Input rows =

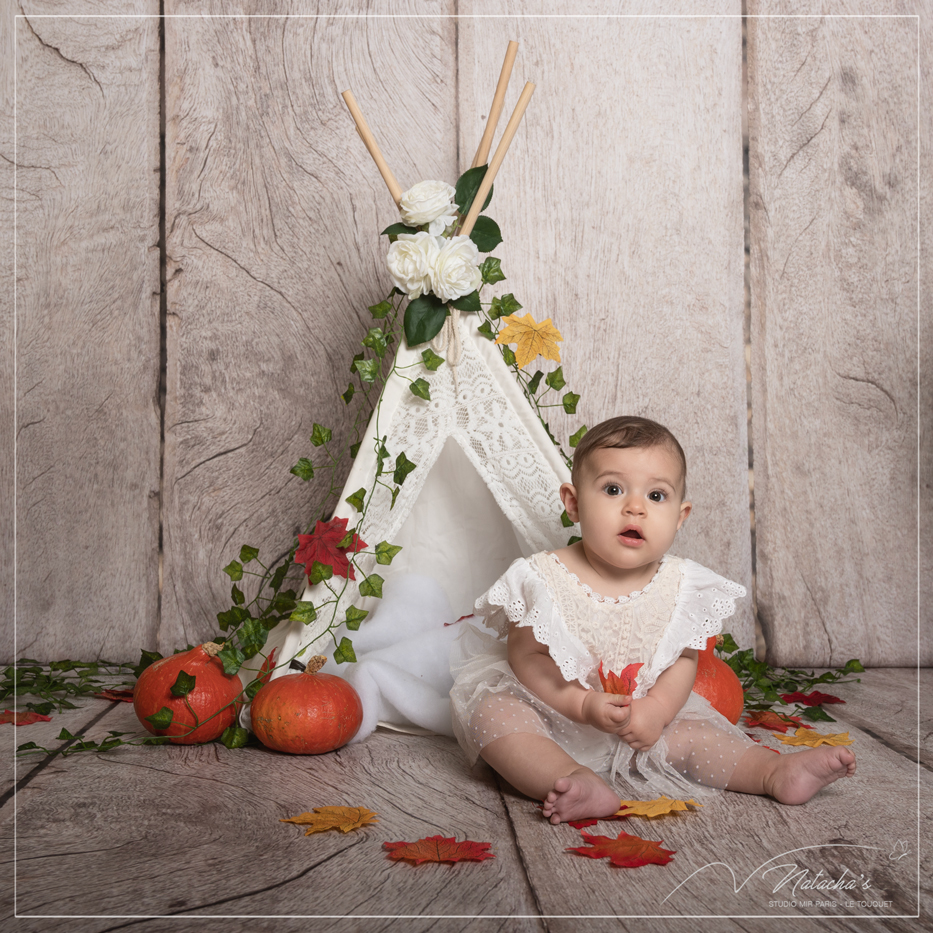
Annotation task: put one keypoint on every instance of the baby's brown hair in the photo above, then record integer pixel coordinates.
(628, 431)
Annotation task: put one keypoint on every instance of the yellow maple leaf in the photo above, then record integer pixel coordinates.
(813, 738)
(531, 339)
(342, 818)
(657, 807)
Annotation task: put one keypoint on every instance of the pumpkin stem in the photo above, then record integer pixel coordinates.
(315, 664)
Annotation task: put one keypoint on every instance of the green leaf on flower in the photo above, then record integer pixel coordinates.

To be done =
Please output the lines above as a JSON list of strings, with one string for each line and any blank lines omitted. Leave the picture out.

Expected answer =
[
  "Annotation task: put one keypoint on every instance of the baby's brown hair in the photo above, then record integer pixel coordinates.",
  "(628, 431)",
  "Annotation task: put one keypoint on every instance of the yellow maple leaf in the photo above, then record integer pixel coordinates.",
  "(813, 738)",
  "(531, 339)",
  "(342, 818)",
  "(657, 807)",
  "Annotation task: put one keypoint on every instance of the pumpkin stem in the photo above, then record integer pixel coordinates.",
  "(315, 664)",
  "Annotation task: put one keypoint on every instance of the green leaf on flower in the photo above, then record integer pixel coordinates."
]